## TASK DIRECTIONS
Rewrite every line of the data below, changing only the coordinates in the answers: multiply each one by 2.05 and round it to a whole number, rounding halves up.

— START STORED DATA —

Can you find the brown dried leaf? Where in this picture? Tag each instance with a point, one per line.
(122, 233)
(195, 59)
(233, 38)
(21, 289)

— END STORED DATA —

## THE OUTPUT
Can you find the brown dried leaf? Where in this picture? Tag each instance with a point, one per line.
(250, 478)
(400, 121)
(478, 78)
(43, 592)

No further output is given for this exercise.